» **Problem description**
Output all of the entries below precisely as written.
########################################
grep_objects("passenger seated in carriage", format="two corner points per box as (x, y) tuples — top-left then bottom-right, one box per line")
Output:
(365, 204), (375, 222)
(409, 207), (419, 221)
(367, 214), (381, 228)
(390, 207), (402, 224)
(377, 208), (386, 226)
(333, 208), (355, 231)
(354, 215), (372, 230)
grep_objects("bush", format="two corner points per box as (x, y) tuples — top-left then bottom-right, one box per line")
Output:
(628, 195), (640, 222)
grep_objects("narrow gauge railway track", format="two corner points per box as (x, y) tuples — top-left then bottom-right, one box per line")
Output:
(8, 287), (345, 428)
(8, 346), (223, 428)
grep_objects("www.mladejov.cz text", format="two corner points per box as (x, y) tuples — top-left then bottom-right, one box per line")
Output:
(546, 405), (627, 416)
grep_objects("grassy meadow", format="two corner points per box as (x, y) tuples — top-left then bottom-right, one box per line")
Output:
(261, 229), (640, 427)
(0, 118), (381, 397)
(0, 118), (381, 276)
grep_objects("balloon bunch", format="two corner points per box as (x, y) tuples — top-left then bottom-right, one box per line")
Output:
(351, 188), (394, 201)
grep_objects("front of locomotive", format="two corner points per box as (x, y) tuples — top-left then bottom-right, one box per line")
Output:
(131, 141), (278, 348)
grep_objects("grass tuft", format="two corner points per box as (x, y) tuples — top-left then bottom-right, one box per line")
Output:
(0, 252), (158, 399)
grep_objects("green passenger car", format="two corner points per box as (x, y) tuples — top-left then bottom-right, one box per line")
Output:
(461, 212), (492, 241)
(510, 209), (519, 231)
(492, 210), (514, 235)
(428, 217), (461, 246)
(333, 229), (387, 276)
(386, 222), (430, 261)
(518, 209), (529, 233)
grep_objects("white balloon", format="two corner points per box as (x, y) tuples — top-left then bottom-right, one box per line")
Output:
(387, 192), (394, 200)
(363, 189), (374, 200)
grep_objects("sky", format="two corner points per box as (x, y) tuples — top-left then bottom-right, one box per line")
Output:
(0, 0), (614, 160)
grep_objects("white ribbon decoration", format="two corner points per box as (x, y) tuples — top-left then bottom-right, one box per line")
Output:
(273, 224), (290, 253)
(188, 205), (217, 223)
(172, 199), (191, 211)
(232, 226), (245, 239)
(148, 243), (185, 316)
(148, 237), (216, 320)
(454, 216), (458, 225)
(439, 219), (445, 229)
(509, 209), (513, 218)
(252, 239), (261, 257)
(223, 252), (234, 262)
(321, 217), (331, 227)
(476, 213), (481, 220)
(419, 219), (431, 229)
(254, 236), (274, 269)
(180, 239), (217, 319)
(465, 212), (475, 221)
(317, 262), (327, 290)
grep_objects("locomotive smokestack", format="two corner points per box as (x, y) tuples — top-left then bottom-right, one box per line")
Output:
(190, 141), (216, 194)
########################################
» **Solution to this problem**
grep_objects("passenger seated in carriage", format="two corner points per box as (x, y) tuples — top-left then bottom-right, one box per line")
Output:
(365, 204), (375, 222)
(409, 207), (419, 221)
(367, 214), (381, 228)
(390, 207), (402, 224)
(377, 208), (386, 226)
(333, 208), (355, 231)
(354, 215), (372, 230)
grep_objects("bush", format="two corner points per box as (x, y) tuples — top-left then bottom-right, one box per line")
Output:
(628, 195), (640, 222)
grep_objects("narrow gauge railway track", format="two corner points per box as (x, y) tuples — top-left then bottom-right, one box per line")
Output:
(8, 287), (345, 428)
(8, 346), (223, 428)
grep_objects("www.mladejov.cz text", format="two corner points per box as (x, y) tuples — top-left then bottom-right, one box per line")
Output:
(546, 405), (627, 416)
grep_objects("grassy meadow", format="two corner points per box as (x, y) tuples — top-left then bottom-right, one box per line")
Output:
(261, 229), (640, 427)
(0, 118), (381, 397)
(0, 118), (381, 276)
grep_objects("balloon bunch", format="two corner points per box as (x, y) tuples — top-left then bottom-right, one box per line")
Output:
(351, 188), (394, 201)
grep_objects("front of locomotive", format="two corner points per box as (x, y) tuples — top-left then bottom-right, one box per line")
Output:
(131, 141), (278, 348)
grep_objects("grass tuft", format="two corner points per box as (x, y) tuples — top-left then bottom-right, one box per line")
Output:
(0, 252), (158, 399)
grep_objects("green passenger car", format="two corner points per box as (x, y) tuples — top-left then bottom-right, one box per line")
Output:
(461, 212), (492, 241)
(510, 209), (519, 231)
(492, 210), (514, 235)
(428, 217), (461, 246)
(333, 229), (387, 276)
(386, 222), (430, 261)
(518, 209), (529, 233)
grep_objects("white balloon", format="two corner points per box as (x, y) tuples — top-left then bottom-right, one box per line")
Output:
(387, 192), (394, 200)
(363, 189), (374, 200)
grep_objects("sky", format="two corner points per box as (x, y) tuples — top-left then bottom-right, one box per line")
Output:
(0, 0), (614, 160)
grep_objects("white ribbon decoration", format="two corner points per box as (x, y) tuples — top-left then bottom-right, one box per line")
Output:
(273, 224), (290, 253)
(188, 205), (217, 223)
(172, 199), (191, 211)
(232, 226), (245, 239)
(148, 243), (185, 316)
(148, 237), (216, 320)
(454, 216), (458, 225)
(439, 219), (445, 229)
(509, 209), (513, 218)
(252, 239), (261, 257)
(223, 252), (234, 262)
(321, 217), (331, 227)
(476, 213), (481, 220)
(419, 219), (431, 229)
(254, 236), (274, 269)
(180, 239), (217, 319)
(465, 212), (475, 221)
(317, 262), (327, 290)
grep_objects("locomotive smokestack", format="two corner points per box as (x, y) tuples — top-left then bottom-right, one box per line")
Output:
(190, 141), (216, 194)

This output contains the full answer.